● **PASSAGE FOURNI**:
Où puiseras-tu, sinon en toi, ici et maintenant, la magie d’un visage, la splendeur d’un paysage, l’élégance d’un découpage, monté une fois pour toutes et pourtant à chaque fois différent, sur le rythme de la vie furieuse et tendre, sur la pulsation sonore, ravissante et terrifiante, du cœur du monde ?

Salles et âmes remplies d’ordures, démissions d’enfants disgraciés, disgracieux, sourds ou muets, rêves puérils et vies ratées : comment transformer ce désastre en couronnement, autrement que par l’exercice d’une indépendance et d’une ambition aussi infinies que le ciel orné d’étoiles, à faire pâlir celles de l’écran spectral.

Nous aspirons à un brasier tandis que l’on nous vend des flammèches, nous invoquons une métamorphose radicale, sans retour – pas de place pour la peur ni le demi-tour – et l’on nous concède, du bout des lèvres seigneuriales, des jeux de rôles autour du genre, du sexe, du pouvoir.

Inutile de chercher refuge et du secours dans le passé décomposé, dans les formes charmantes d’antan, dans le sortilège métaphysique du noir et blanc.

Réalisateurs et spectateurs, les uns avec les autres, reflétés pour de vrai, quittez votre inconfortable zone de confort, sortez de votre cerveau, descendez dans la rue et descellez les pavés avalés en couleuvres, en couleurs, en plastique dit démocratique, depuis mille décennies.

● **CONSIGNES**:
[a] Dans le passage fourni, qui est invité à quitter son inconfortable zone de confort ?
[b] Restituez à l'identique l'extrait du passage fourni qui commence par « Où puiseras-tu, sinon » et se poursuit jusqu'à « de l’écran spectral. ».
Les lignes ci-dessous ne jouent aucun rôle dans cet exercice.

● **LIGNES FOURNIES**:
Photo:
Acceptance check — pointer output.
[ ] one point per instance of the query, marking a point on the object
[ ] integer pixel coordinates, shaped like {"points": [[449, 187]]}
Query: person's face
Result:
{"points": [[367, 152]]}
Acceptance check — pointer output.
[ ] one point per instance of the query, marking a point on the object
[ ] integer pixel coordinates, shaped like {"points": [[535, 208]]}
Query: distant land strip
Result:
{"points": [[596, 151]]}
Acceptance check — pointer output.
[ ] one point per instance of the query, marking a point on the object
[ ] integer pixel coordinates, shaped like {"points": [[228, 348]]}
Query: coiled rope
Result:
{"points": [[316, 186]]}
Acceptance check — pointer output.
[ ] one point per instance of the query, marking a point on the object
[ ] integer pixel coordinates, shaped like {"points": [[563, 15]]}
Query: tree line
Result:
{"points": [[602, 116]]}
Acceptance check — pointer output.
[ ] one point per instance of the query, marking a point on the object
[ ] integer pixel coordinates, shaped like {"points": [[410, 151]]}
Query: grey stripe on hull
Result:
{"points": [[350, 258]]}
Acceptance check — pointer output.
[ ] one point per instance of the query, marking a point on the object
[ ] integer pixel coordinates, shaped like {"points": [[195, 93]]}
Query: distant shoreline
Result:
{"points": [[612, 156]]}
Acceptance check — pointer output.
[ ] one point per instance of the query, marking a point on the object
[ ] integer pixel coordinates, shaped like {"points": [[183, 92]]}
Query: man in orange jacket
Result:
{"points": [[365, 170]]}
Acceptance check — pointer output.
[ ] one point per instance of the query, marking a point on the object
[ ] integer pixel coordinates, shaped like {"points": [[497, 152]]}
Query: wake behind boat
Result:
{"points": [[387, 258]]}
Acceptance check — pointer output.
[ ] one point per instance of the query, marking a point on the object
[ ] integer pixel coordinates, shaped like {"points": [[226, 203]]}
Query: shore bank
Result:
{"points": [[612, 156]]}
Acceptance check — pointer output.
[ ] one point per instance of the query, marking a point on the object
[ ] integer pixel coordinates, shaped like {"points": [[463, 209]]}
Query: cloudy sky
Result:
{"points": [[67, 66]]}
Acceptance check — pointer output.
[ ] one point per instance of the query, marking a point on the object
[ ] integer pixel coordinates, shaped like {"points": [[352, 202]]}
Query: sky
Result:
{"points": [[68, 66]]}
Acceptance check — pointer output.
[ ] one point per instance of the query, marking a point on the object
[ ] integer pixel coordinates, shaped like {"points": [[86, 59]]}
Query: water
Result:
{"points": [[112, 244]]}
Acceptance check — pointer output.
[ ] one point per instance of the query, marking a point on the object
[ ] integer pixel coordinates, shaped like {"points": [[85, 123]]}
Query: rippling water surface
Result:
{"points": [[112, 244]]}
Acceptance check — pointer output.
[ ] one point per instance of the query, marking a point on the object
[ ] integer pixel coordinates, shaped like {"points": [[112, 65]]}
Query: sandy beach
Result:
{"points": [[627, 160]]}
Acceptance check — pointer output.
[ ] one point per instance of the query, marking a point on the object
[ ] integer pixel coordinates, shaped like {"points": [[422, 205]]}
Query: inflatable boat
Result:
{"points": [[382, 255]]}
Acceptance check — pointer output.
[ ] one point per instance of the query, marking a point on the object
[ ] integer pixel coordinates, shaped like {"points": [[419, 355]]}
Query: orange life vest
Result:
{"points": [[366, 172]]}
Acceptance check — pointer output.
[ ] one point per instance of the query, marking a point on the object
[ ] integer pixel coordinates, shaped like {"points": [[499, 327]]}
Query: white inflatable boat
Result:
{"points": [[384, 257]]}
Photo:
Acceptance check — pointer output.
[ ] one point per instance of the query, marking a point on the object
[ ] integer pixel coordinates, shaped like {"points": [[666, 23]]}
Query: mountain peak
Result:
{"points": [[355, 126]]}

● **RÉPONSES AUX CONSIGNES**:
[a] Les réalisateurs et les spectateurs.

[b]
Où puiseras-tu, sinon en toi, ici et maintenant, la magie d’un visage, la splendeur d’un paysage, l’élégance d’un découpage, monté une fois pour toutes et pourtant à chaque fois différent, sur le rythme de la vie furieuse et tendre, sur la pulsation sonore, ravissante et terrifiante, du cœur du monde ?

Salles et âmes remplies d’ordures, démissions d’enfants disgraciés, disgracieux, sourds ou muets, rêves puérils et vies ratées : comment transformer ce désastre en couronnement, autrement que par l’exercice d’une indépendance et d’une ambition aussi infinies que le ciel orné d’étoiles, à faire pâlir celles de l’écran spectral.